## Extract to read
Some are harmless, some are not

Wednesday, September 23, 2020

It’s not that Davida Margolin had a crystal ball or whatever one might need to predict the future when she was preparing to teach this semester. It’s all right there in the science: how a coronavirus can mutate, how it can inflect thousands and thousands of people, starting with one tiny droplet. How quickly it can become a pandemic and spread around the world.

 That information has been included in Margolin’s teaching of GERMS 101 for several years now, just not as heightened as this term. She thinks of GERMS as being a course in science literacy. The syllabus describes it in part as exploring germs from varying perspectives: living organisms, human enemies or friends, and as represented in the media. That she and her students are teaching/taking the class remotely this semester provides an ironic underscoring of the subject’s gravity, one that Margolin was prepared to address.

"Germs are ubiquitous. Whether we know there are 100,000 of them on our phones or not, they’re still there. Some are harmless, some are not.”

"I had a whole PowerPoint presentation, an entire lecture about coronaviruses ready in January for the third, fourth day of class, because my gut said this was going to be a global event,” says Margolin, a lecturer in the department of molecular, cellular, and biomedical sciences. “So my students were learning about coronavirus ramifications well before it was declared an epidemic and prior to it being called COVID-19.” 

A virus needs a viable host cell, Margolin instructs students. Without one, there is nowhere for it to go. And if there is nowhere to go, it can’t spread. Hence, the recommendations from the World Health Organization and the Centers for Disease Control to stay 6 feet apart, practicing handwashing multiple times a day and wear a mask. To that end, Margolin has added a lecture on the protection that masks provide.

“It’s difficult because this whole thing has become political,” she says. “I know where I stand, I stand on the side of science, and the science says masks help prevent or reduce the spread.”

## About this exercise
In the article about the GERMS 101 course, which department is Davida Margolin a lecturer in? The listing comes from a separate source and is unrelated to the article.

## Supplied records
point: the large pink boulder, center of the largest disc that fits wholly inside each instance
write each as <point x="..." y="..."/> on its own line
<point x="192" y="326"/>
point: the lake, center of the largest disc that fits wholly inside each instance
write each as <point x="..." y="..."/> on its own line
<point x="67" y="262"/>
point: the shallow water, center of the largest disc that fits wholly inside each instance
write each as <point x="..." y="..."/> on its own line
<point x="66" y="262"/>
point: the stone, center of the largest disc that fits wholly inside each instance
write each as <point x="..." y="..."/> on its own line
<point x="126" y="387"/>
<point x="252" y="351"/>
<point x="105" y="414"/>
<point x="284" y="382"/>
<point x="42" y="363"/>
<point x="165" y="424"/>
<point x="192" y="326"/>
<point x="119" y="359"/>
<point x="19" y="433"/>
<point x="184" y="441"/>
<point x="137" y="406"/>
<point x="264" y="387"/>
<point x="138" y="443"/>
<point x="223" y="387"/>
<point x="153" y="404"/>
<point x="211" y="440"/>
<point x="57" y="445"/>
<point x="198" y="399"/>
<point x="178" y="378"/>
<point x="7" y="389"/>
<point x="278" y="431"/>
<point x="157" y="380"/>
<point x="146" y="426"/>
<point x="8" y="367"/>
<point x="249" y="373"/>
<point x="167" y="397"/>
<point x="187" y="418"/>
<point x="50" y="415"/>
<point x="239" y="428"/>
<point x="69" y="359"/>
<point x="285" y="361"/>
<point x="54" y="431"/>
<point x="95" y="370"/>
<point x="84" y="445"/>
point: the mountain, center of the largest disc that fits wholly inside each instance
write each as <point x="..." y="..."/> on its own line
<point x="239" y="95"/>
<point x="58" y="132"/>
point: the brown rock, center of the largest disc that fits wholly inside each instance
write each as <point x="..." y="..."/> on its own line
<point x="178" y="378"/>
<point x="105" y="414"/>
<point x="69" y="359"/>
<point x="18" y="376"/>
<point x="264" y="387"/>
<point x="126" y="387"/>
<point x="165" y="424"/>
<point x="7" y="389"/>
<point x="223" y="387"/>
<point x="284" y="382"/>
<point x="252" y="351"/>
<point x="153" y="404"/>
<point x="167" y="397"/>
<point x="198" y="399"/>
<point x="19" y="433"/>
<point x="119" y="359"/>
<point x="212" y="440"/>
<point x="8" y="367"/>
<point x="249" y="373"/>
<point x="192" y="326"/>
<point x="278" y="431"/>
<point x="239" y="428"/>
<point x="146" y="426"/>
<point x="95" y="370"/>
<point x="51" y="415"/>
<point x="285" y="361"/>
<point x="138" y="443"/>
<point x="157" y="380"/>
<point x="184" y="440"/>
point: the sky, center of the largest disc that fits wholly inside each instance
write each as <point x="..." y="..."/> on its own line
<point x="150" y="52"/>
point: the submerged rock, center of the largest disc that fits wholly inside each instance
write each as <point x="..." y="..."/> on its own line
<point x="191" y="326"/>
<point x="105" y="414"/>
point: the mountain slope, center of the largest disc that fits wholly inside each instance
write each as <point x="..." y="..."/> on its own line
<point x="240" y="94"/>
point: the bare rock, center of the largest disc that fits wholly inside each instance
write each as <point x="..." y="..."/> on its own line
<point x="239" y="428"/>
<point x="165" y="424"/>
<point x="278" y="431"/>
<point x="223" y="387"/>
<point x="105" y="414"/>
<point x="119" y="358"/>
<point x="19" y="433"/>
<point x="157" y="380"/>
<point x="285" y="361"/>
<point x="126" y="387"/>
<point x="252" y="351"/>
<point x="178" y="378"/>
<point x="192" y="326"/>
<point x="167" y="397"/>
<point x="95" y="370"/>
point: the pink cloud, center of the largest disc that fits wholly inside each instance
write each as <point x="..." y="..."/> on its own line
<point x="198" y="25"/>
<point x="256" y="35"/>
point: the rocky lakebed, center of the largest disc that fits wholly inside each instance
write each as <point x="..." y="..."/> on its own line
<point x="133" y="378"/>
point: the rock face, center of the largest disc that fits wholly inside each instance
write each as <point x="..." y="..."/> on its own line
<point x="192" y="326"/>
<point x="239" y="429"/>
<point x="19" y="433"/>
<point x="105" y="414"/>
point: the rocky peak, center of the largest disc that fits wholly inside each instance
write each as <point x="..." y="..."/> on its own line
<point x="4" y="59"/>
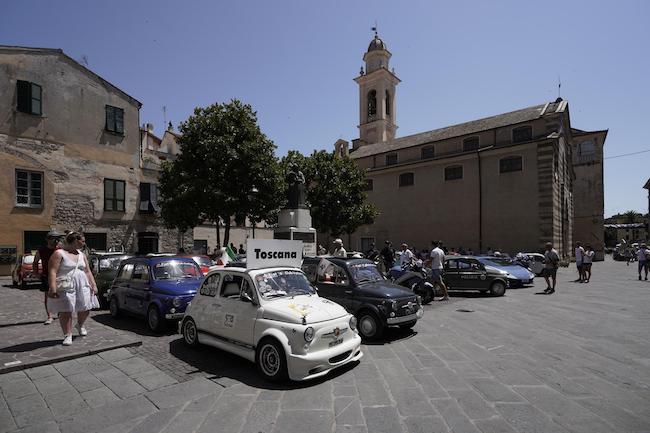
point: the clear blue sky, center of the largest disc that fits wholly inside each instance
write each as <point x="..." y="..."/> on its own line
<point x="294" y="62"/>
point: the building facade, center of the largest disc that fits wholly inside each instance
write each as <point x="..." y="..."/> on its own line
<point x="71" y="148"/>
<point x="506" y="182"/>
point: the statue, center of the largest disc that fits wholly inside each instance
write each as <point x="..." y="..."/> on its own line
<point x="296" y="191"/>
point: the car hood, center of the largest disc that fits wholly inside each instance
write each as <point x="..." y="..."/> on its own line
<point x="186" y="286"/>
<point x="292" y="310"/>
<point x="382" y="289"/>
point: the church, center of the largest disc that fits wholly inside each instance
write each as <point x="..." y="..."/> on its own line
<point x="509" y="182"/>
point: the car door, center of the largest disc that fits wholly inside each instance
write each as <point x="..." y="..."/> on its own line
<point x="235" y="319"/>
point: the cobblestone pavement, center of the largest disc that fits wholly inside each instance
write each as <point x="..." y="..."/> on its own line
<point x="574" y="361"/>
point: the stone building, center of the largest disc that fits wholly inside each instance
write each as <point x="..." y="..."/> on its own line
<point x="509" y="182"/>
<point x="71" y="148"/>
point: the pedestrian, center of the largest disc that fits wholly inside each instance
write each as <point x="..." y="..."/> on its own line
<point x="437" y="261"/>
<point x="643" y="256"/>
<point x="587" y="261"/>
<point x="406" y="257"/>
<point x="339" y="251"/>
<point x="71" y="286"/>
<point x="551" y="262"/>
<point x="43" y="254"/>
<point x="580" y="253"/>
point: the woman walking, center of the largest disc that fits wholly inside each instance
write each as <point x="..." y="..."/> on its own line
<point x="71" y="285"/>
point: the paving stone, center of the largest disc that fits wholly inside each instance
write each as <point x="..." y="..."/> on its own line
<point x="261" y="417"/>
<point x="494" y="391"/>
<point x="170" y="396"/>
<point x="526" y="418"/>
<point x="473" y="404"/>
<point x="115" y="354"/>
<point x="380" y="419"/>
<point x="99" y="397"/>
<point x="104" y="416"/>
<point x="85" y="381"/>
<point x="426" y="424"/>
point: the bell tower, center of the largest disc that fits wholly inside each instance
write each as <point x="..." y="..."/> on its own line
<point x="377" y="111"/>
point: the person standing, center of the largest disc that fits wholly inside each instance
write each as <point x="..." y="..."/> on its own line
<point x="70" y="263"/>
<point x="580" y="253"/>
<point x="587" y="261"/>
<point x="339" y="251"/>
<point x="43" y="254"/>
<point x="643" y="256"/>
<point x="437" y="261"/>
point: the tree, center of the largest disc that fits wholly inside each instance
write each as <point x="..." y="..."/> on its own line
<point x="226" y="169"/>
<point x="335" y="191"/>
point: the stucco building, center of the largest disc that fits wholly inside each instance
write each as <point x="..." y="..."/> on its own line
<point x="509" y="182"/>
<point x="73" y="158"/>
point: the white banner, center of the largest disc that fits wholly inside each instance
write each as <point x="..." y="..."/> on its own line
<point x="264" y="253"/>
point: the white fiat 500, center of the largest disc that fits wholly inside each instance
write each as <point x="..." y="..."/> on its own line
<point x="273" y="317"/>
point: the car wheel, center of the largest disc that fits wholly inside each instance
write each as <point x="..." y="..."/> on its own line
<point x="408" y="325"/>
<point x="271" y="361"/>
<point x="190" y="333"/>
<point x="369" y="326"/>
<point x="498" y="288"/>
<point x="154" y="320"/>
<point x="113" y="307"/>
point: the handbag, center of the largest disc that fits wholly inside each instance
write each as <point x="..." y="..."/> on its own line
<point x="64" y="284"/>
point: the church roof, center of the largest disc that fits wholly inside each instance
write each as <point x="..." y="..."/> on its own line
<point x="471" y="127"/>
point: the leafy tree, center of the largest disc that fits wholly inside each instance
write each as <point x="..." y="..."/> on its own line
<point x="226" y="169"/>
<point x="335" y="191"/>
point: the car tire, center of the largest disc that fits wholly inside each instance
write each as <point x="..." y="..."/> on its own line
<point x="408" y="325"/>
<point x="155" y="321"/>
<point x="498" y="288"/>
<point x="190" y="332"/>
<point x="271" y="360"/>
<point x="114" y="307"/>
<point x="369" y="326"/>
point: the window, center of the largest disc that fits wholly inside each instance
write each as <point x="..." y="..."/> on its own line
<point x="391" y="159"/>
<point x="511" y="163"/>
<point x="521" y="134"/>
<point x="587" y="148"/>
<point x="470" y="144"/>
<point x="372" y="105"/>
<point x="29" y="98"/>
<point x="96" y="241"/>
<point x="148" y="198"/>
<point x="114" y="119"/>
<point x="29" y="188"/>
<point x="114" y="195"/>
<point x="454" y="172"/>
<point x="428" y="152"/>
<point x="406" y="179"/>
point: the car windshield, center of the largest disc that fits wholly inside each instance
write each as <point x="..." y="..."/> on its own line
<point x="283" y="283"/>
<point x="176" y="269"/>
<point x="364" y="273"/>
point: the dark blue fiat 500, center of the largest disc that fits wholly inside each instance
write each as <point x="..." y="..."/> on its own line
<point x="157" y="288"/>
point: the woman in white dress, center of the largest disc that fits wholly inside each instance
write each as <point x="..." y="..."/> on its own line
<point x="70" y="263"/>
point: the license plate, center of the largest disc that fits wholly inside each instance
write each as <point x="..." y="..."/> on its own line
<point x="336" y="342"/>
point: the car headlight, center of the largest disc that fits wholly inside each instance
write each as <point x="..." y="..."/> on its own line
<point x="309" y="334"/>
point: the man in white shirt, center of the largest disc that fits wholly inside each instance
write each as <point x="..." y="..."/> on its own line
<point x="437" y="261"/>
<point x="406" y="257"/>
<point x="580" y="254"/>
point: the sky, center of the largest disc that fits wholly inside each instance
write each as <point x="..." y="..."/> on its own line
<point x="294" y="61"/>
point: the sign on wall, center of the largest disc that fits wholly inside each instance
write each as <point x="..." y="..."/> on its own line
<point x="263" y="253"/>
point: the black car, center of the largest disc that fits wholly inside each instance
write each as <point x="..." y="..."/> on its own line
<point x="357" y="285"/>
<point x="468" y="273"/>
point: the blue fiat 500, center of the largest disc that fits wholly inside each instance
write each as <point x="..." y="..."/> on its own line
<point x="157" y="288"/>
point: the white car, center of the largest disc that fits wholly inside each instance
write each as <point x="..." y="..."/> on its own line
<point x="272" y="316"/>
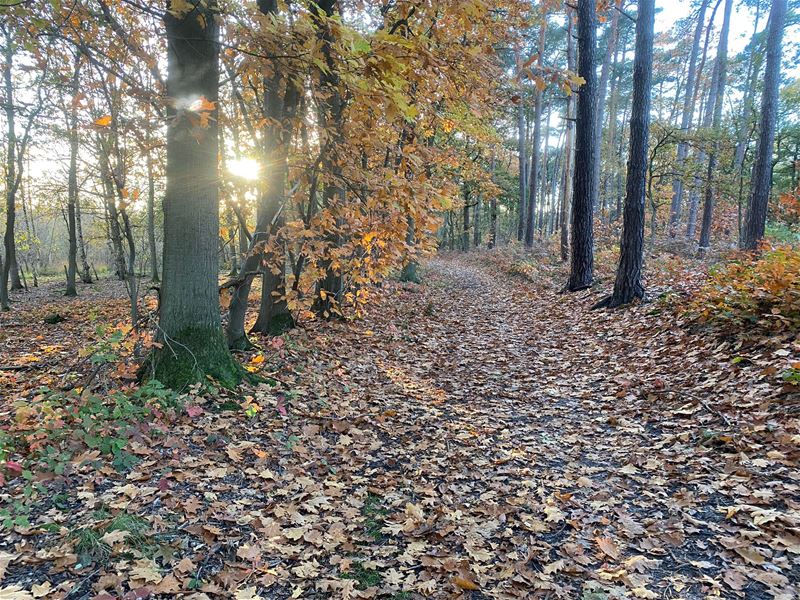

## Solution to the problem
The department of molecular, cellular, and biomedical sciences.